• _Exercise task_
Identify every line in the records below that contains the word "certificate", and copy each of those lines in full.

• _Task inputs_
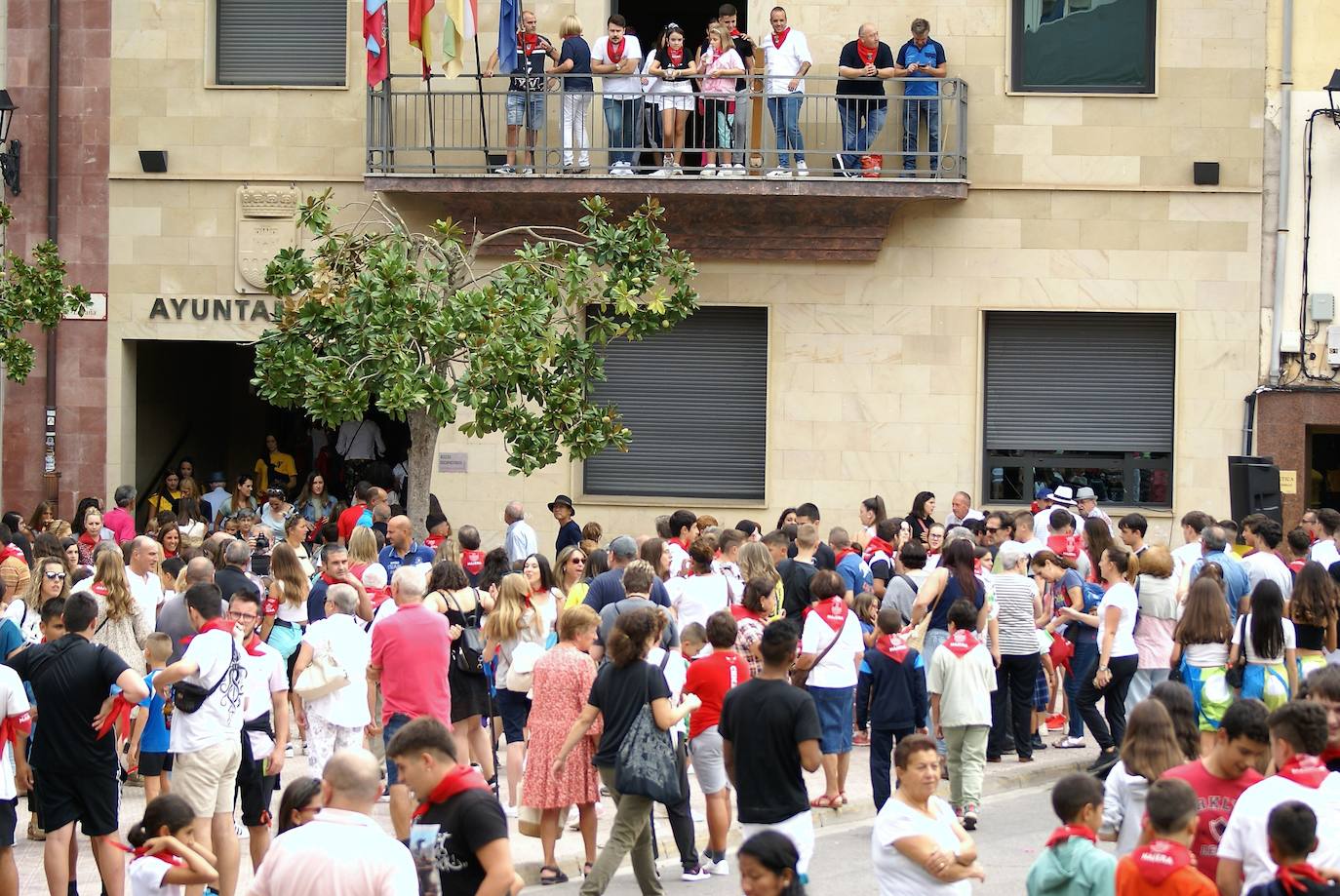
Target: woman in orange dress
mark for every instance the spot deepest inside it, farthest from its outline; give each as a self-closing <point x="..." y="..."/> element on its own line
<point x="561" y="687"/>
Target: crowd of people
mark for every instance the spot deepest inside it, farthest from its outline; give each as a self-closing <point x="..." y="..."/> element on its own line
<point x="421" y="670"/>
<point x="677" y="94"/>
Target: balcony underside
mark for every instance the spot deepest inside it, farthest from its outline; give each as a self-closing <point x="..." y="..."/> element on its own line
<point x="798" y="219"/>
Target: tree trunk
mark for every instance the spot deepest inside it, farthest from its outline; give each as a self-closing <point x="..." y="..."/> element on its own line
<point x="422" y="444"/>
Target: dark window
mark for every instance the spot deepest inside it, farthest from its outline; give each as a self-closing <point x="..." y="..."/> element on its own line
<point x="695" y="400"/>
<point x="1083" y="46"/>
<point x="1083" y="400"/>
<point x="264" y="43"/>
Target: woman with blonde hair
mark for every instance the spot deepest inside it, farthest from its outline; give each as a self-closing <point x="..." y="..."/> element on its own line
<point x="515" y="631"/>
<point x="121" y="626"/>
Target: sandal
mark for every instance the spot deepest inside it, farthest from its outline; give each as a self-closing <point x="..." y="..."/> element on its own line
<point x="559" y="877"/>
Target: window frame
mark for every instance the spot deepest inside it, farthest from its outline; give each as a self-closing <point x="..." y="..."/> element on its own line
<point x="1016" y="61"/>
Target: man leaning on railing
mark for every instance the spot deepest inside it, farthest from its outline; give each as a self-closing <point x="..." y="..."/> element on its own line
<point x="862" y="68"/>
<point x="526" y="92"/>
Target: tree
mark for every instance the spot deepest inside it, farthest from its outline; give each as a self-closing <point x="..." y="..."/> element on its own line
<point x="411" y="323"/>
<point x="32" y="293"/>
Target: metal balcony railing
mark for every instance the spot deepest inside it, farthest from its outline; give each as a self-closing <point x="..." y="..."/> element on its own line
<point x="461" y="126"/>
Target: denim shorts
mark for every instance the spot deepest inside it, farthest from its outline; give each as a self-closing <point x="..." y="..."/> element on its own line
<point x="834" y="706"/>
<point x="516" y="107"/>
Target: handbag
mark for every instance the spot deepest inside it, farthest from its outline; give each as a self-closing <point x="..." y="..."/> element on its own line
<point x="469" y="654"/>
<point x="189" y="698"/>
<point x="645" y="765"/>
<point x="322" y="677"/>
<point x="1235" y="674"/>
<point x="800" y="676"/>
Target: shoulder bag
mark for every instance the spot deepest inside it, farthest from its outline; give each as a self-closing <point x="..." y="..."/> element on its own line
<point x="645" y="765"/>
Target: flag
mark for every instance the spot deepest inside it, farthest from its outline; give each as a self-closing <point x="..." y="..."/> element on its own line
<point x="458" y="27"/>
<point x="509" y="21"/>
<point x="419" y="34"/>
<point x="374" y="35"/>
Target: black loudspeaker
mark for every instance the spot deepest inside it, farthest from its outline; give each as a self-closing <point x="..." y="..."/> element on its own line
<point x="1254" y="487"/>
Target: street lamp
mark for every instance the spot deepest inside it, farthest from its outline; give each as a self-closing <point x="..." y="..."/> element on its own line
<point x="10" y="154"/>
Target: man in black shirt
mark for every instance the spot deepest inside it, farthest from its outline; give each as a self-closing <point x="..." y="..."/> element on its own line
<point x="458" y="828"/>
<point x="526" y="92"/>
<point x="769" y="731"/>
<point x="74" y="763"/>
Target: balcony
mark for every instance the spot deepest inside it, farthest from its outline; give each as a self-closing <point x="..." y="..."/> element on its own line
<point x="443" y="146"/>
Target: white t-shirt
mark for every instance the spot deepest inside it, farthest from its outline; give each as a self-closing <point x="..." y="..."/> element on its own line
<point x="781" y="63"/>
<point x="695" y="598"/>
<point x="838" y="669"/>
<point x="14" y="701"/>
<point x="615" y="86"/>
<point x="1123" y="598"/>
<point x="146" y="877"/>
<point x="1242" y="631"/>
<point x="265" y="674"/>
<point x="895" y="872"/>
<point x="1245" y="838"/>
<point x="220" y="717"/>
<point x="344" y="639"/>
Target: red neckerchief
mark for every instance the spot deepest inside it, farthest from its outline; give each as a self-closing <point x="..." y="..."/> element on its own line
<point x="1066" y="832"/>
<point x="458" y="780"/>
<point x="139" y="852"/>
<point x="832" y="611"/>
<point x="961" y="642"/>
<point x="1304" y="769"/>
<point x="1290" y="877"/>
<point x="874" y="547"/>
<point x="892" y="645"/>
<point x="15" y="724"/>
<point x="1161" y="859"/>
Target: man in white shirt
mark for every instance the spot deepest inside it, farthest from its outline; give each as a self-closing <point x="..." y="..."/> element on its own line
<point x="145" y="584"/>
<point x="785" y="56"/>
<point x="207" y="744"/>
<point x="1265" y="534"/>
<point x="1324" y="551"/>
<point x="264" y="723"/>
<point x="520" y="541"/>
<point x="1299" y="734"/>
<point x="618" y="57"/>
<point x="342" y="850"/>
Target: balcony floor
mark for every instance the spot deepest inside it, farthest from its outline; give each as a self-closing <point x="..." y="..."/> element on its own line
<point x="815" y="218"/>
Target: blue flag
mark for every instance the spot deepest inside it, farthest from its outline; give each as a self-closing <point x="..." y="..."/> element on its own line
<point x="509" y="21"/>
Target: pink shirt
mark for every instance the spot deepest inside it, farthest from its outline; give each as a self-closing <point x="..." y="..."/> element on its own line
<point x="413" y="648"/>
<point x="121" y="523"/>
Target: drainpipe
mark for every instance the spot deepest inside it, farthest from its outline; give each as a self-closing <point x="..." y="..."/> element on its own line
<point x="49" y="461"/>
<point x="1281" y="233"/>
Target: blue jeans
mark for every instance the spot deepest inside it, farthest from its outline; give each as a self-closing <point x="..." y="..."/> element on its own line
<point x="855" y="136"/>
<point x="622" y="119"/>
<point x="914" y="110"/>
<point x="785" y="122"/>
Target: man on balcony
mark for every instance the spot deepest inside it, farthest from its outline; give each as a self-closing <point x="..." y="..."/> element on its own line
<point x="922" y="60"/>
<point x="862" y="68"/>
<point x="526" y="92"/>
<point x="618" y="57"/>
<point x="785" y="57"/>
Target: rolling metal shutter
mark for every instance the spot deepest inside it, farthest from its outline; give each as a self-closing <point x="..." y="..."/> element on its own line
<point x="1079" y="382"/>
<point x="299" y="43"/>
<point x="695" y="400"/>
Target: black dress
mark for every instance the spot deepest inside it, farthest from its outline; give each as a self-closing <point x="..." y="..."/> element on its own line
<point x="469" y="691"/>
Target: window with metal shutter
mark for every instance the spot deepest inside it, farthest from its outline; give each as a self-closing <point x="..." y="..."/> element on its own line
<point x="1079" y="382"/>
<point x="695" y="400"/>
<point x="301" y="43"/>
* * *
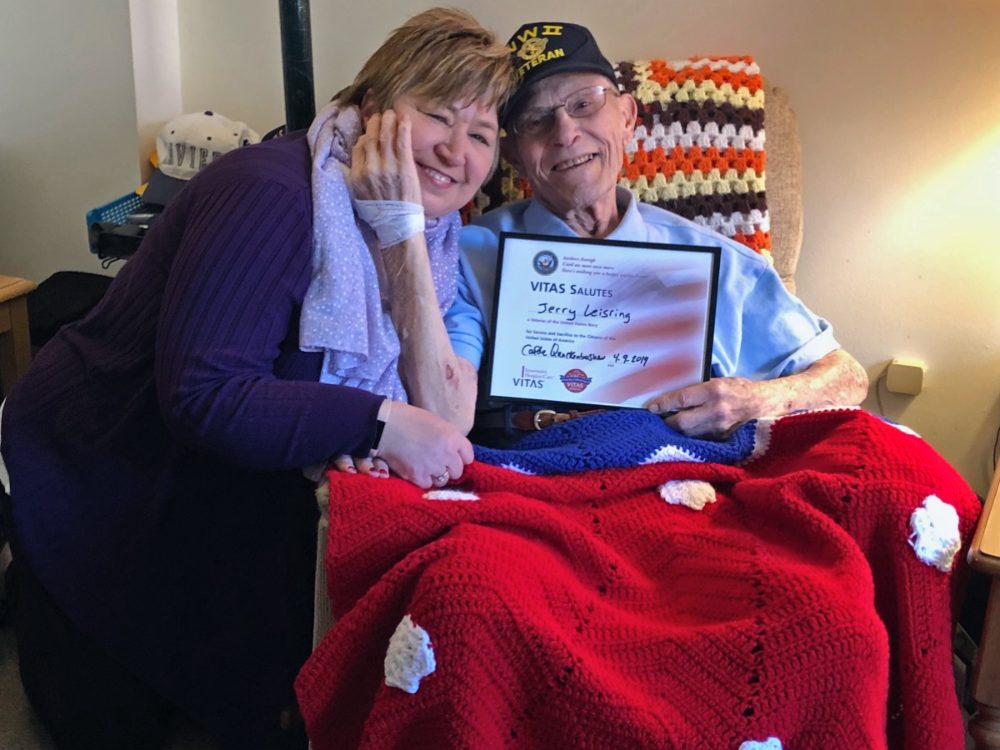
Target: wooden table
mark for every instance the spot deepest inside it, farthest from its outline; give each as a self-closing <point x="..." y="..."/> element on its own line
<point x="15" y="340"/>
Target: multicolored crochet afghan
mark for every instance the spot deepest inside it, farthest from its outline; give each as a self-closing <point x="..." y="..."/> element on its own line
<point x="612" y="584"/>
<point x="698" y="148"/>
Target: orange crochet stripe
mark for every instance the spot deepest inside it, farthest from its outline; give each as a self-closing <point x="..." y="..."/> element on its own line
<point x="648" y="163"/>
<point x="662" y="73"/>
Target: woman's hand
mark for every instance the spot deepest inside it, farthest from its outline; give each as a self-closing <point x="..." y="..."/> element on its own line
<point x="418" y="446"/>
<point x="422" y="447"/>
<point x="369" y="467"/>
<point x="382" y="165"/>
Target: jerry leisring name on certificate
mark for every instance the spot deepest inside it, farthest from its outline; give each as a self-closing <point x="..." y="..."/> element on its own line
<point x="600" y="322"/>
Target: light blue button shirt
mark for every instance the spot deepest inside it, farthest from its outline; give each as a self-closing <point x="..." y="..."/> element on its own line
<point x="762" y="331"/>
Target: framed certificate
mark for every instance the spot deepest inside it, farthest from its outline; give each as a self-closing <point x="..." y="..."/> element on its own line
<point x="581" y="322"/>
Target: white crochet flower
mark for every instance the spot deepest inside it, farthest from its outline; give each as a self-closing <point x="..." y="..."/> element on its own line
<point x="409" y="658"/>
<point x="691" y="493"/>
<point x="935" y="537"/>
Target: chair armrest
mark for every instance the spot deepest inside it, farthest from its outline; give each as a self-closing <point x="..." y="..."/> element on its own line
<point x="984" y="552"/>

• _In response_
Target: jerry leisring name on certificate
Target: framed certificate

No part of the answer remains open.